Format each line of the entries below as one string in a JSON array, skipping any blank lines.

--- START OF Provided records ---

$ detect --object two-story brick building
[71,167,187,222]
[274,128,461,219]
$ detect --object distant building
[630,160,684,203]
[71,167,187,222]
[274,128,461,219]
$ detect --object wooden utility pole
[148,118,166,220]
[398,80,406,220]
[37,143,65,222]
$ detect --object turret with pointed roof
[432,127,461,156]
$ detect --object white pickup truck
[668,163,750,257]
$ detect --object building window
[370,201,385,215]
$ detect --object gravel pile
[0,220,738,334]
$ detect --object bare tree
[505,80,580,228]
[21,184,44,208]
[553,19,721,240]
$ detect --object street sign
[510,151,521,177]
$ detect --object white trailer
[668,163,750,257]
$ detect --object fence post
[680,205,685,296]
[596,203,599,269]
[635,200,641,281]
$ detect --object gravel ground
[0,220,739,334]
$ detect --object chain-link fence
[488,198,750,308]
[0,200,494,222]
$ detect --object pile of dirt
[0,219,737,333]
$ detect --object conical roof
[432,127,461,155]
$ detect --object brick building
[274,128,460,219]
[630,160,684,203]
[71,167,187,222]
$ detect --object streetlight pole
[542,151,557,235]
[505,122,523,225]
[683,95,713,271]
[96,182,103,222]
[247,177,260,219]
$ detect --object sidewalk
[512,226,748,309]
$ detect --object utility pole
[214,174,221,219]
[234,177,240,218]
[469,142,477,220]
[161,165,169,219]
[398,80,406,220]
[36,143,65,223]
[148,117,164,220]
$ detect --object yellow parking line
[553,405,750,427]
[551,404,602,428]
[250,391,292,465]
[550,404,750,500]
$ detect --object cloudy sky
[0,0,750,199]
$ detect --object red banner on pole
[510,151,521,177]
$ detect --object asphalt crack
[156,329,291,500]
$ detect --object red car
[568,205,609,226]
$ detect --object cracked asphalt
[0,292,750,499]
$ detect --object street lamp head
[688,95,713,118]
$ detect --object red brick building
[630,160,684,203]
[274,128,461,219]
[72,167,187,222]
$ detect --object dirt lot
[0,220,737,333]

--- END OF Provided records ---

Right answer —
[
  "$ detect --object two-story brick building",
  "[71,167,187,222]",
  "[274,128,461,219]",
  "$ detect --object distant building",
  "[630,160,684,203]",
  "[71,167,187,222]",
  "[274,128,461,219]",
  "$ detect --object wooden utility pole",
  "[148,118,166,220]",
  "[398,80,406,220]",
  "[37,143,65,222]",
  "$ detect --object turret with pointed roof",
  "[432,127,461,156]",
  "$ detect --object white pickup truck",
  "[668,163,750,257]",
  "$ detect --object building window",
  "[370,201,385,215]",
  "$ detect --object gravel pile",
  "[0,220,738,334]",
  "$ detect --object bare tree",
  "[505,80,580,228]",
  "[21,184,44,208]",
  "[553,19,721,240]",
  "$ detect --object street sign",
  "[510,151,521,177]",
  "$ detect --object white trailer",
  "[668,163,750,257]",
  "$ detect --object fence post",
  "[680,205,685,296]",
  "[596,203,599,269]",
  "[635,200,641,281]",
  "$ detect --object gravel ground",
  "[0,220,739,334]",
  "$ detect --object chain-link fence",
  "[488,198,750,308]",
  "[0,200,494,222]",
  "$ detect --object pile of dirt",
  "[0,219,737,333]",
  "$ detect --object conical roof",
  "[432,127,461,155]",
  "$ detect --object brick building",
  "[274,128,460,219]",
  "[630,160,684,203]",
  "[71,167,187,222]",
  "$ detect --object streetlight pole",
  "[542,151,557,235]",
  "[505,122,523,225]",
  "[683,95,713,271]",
  "[96,182,103,222]",
  "[247,177,260,219]",
  "$ detect --object sidewalk",
  "[512,226,748,309]",
  "$ detect --object utility pole",
  "[214,174,221,219]",
  "[234,177,240,218]",
  "[469,142,477,220]",
  "[161,165,169,219]",
  "[398,80,406,220]",
  "[36,143,65,223]",
  "[148,117,164,220]",
  "$ detect --object yellow parking line",
  "[553,405,750,427]",
  "[551,404,602,428]",
  "[250,391,292,465]",
  "[550,404,750,500]",
  "$ detect --object cloudy sky",
  "[0,0,750,199]",
  "$ detect --object red banner on pole",
  "[510,151,521,177]",
  "$ detect --object asphalt crack",
  "[156,329,291,500]",
  "$ detect --object red car",
  "[568,205,609,226]",
  "$ detect --object cracked asphalt",
  "[0,292,750,499]",
  "$ detect --object street lamp head",
  "[688,95,713,118]",
  "$ detect --object red brick building",
  "[630,160,684,203]",
  "[274,128,461,219]",
  "[72,167,187,222]",
  "$ detect --object dirt lot",
  "[0,220,737,333]"
]